━━ EXERCISE PASSAGE
It’s important to remember the circumstances that led to Les getting involved with Cayla.
If you remember, one of the first consistent jokes of Act III was Les and Summer baffling one another with their differences, moreso Les annoying Summer. Another part was the TREMENDOUS IRONY of douchey wimp Les having a superstar athlete daughter and former superstar athlete Bull having an intellectual daughter with no capacity for athletics whatsoever.
So Summer’s involved with basketball, and she gets a rival. Since it’s basketball, the rival’s black. And since one of the regular recurring motifs is Les chafing Summer’s ass, Les starts seeing the rival’s mom. I don’t think all of these steps were planned at once. I think the notion of Les dating Cayla only came to TB after he had introduced Keisha as a black girl, so obviously, Cayla needs to be black.
But then he may have trapped himself, because Les couldn’t break up easily with Cayla without making TB potentially look racist, especially if he does it to hook Les up with emotionally unstable and terribly problematic anyway Susan. And it would have been just as bad to hook him up with a white woman created specifically for that situation. But he wanted Les to remarry. So he inadvertently blundered into a situation where he had to have Les marry a black woman. So what happens then? She becomes whiter.
━━━━
━━ EXTRACTED DATA
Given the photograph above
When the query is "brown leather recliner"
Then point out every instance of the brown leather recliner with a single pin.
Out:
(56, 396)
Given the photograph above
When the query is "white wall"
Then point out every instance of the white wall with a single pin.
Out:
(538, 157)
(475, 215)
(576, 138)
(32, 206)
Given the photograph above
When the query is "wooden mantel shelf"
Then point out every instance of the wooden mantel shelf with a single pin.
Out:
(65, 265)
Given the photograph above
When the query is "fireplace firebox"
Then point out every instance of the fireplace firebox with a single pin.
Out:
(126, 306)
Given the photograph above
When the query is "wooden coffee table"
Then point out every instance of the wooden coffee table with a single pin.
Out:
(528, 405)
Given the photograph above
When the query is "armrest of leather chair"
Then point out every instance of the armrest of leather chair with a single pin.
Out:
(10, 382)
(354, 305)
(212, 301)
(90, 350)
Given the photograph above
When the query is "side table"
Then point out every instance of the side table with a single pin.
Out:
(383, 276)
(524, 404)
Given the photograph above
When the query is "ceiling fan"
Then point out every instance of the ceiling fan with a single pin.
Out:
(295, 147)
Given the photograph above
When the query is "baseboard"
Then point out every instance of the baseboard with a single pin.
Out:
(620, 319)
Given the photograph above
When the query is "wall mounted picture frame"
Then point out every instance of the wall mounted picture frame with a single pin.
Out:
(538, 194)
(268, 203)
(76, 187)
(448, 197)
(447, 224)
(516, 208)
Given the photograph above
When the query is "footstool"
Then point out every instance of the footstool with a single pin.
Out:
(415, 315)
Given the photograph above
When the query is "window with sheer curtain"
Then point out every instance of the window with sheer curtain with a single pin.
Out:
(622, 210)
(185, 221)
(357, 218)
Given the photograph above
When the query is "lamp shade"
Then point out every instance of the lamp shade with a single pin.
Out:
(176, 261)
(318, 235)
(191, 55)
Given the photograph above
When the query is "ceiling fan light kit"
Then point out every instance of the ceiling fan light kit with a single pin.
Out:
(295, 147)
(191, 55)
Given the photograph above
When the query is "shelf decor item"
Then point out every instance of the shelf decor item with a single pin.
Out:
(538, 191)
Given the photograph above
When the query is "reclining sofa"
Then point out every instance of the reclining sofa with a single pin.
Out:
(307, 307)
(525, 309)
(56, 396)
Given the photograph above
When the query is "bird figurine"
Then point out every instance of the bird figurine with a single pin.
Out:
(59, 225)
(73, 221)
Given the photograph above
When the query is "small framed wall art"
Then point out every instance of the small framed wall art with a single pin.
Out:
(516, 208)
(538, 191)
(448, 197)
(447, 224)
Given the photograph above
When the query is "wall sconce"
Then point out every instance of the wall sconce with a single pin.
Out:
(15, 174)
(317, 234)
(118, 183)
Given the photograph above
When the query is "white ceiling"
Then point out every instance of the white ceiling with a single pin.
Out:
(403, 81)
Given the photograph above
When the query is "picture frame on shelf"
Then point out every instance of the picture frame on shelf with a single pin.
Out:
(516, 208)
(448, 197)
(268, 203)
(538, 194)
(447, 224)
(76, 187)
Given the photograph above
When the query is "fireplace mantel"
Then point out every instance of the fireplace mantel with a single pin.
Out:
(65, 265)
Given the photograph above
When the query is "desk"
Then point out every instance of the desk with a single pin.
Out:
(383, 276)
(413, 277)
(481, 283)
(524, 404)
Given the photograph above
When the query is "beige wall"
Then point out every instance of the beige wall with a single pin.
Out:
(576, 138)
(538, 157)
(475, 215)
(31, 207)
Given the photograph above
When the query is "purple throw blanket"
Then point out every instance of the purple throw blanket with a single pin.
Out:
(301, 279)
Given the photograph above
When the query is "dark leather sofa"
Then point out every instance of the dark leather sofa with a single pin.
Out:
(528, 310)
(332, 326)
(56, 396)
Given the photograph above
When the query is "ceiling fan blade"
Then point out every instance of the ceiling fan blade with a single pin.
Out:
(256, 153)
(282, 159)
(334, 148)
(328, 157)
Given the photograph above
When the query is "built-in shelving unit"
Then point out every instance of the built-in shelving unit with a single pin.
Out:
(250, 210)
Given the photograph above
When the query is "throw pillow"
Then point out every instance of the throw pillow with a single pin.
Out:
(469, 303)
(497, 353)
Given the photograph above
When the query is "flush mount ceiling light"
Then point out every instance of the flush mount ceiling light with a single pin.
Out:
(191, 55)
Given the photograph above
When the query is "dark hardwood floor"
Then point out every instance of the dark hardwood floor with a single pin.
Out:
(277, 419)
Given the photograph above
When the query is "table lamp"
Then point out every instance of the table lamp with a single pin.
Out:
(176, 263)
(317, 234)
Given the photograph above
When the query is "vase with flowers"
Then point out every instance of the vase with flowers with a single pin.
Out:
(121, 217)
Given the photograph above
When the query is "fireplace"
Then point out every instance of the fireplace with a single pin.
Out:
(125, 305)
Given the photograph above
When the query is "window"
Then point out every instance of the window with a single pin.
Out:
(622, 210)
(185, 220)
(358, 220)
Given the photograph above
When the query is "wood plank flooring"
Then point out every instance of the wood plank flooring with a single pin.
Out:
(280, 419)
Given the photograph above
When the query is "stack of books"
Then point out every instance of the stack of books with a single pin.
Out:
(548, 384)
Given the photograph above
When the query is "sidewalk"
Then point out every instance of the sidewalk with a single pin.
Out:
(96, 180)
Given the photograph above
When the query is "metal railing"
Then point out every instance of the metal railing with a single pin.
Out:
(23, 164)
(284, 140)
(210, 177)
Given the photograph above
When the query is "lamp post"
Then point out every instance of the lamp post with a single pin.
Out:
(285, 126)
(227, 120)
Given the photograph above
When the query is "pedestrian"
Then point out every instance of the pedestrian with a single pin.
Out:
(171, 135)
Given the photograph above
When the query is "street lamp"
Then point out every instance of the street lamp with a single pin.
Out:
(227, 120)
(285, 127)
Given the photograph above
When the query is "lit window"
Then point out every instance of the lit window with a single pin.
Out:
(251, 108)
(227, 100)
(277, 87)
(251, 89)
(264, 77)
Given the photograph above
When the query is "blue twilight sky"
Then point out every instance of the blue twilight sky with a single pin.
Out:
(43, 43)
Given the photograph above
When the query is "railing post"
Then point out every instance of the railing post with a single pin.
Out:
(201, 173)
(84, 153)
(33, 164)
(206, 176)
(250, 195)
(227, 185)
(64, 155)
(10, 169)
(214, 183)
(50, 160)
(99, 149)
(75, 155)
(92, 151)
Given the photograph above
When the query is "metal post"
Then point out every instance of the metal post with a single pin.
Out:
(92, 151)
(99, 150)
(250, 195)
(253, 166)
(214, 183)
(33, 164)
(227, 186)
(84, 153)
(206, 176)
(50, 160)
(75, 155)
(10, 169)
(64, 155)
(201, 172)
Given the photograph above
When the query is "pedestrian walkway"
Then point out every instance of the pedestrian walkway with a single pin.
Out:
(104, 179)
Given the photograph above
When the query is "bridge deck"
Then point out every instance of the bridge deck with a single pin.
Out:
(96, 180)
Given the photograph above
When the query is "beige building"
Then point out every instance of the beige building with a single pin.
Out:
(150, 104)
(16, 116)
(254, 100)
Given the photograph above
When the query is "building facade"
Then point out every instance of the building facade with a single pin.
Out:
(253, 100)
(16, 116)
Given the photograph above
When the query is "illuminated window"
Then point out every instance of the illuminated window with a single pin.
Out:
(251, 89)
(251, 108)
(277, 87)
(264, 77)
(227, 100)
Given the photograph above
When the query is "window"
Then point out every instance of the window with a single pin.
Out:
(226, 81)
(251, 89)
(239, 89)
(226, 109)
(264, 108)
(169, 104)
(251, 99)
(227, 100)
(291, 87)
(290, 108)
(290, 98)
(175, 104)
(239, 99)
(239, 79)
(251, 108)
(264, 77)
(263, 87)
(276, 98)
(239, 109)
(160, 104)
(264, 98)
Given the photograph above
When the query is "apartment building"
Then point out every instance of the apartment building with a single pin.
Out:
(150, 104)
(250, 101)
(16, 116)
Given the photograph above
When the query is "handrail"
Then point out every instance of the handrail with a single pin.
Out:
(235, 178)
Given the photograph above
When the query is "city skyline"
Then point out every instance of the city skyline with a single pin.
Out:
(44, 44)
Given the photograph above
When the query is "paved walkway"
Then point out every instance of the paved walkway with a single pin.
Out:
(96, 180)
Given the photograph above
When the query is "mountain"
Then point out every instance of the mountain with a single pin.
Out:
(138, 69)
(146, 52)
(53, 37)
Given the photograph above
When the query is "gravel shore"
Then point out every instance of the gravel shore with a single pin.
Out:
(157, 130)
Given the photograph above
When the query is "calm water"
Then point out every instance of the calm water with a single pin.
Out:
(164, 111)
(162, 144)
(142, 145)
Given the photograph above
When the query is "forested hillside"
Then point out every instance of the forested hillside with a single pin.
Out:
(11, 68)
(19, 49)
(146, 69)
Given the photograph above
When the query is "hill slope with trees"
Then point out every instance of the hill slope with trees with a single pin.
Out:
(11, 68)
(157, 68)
━━━━
• [WHAT YOU WILL DO]
**1.** Could you echo the passage about Les and Cayla word for word, starting at "If you remember, one" and ending at "to be black."?
**2.** Can you proceed with the commentary on Les and Cayla, picking up right after its final sentence?

• [ANSWERS TO THE TASKS]
**1.**
If you remember, one of the first consistent jokes of Act III was Les and Summer baffling one another with their differences, moreso Les annoying Summer. Another part was the TREMENDOUS IRONY of douchey wimp Les having a superstar athlete daughter and former superstar athlete Bull having an intellectual daughter with no capacity for athletics whatsoever.
So Summer’s involved with basketball, and she gets a rival. Since it’s basketball, the rival’s black. And since one of the regular recurring motifs is Les chafing Summer’s ass, Les starts seeing the rival’s mom. I don’t think all of these steps were planned at once. I think the notion of Les dating Cayla only came to TB after he had introduced Keisha as a black girl, so obviously, Cayla needs to be black.

**2.**
I do think there was a time when he found it kind of fun and racy, mostly when he could gain some cred with having a mixed race couple, which is why Cayla switched to the mini-dreads. But once he realized he had to stick with her, it all went away.
Am I cynical about this guy or what?
Today, I opened a new box of staples and informed them that they now worked for me, and I was their absolute monarch. Later, one of them went crooked when I tried to fasten two pieces of paper together. I took this staple aside, let’s call him “Fred” (not his real name), and told him that this was behavior I would not tolerate as long as I’m in charge. I’ve since sent “Fred” off for some one on one councelling to help him resolve the personal problems that were affecting his job performance.
So, no, I don’t see anything at all weird about Crazy’s recent behavior.
Hey Beanie, from memory:
“Oh broom you must now sweep for me, the dust it fills my room;”
“No John I will not sweep for you, for I am not your broom.”
“What nonsense are you speaking broom, my words you must obey!”
“Another life awaits me now and I am on my way.
I am not your broom, I am not your broom, another life awaits me now for I am not your broom.”
Also, anyone else think Laviana looks like Funky in need of a haircut?
I’d say it’s possible that Liviana is/was Funky’s sister. She looks very similar to Funky in Act I, but somewhere around Act II or III she faked her death, and took the place of Roberta.
The real history is that while Lisa and John did win the case of John and the furry-porn he was selling to kids, he couldn’t sell it anymore and had to pay a fine. Disgruntled by this fact, John and Liviana (who did not die) killed Roberta between Act II and Act III. Finding that Becky was supposedly widowed, he annulled the marriage between Becky and Wally, and forced Becky into marriage, under threat of her “other arm”. This explains the following:
– Becky doesn’t want to have sex with DSH John…she’s essentially under duress.
– Becky is a neurotic mess, this caused by her mother’s murder and her miserable marriage.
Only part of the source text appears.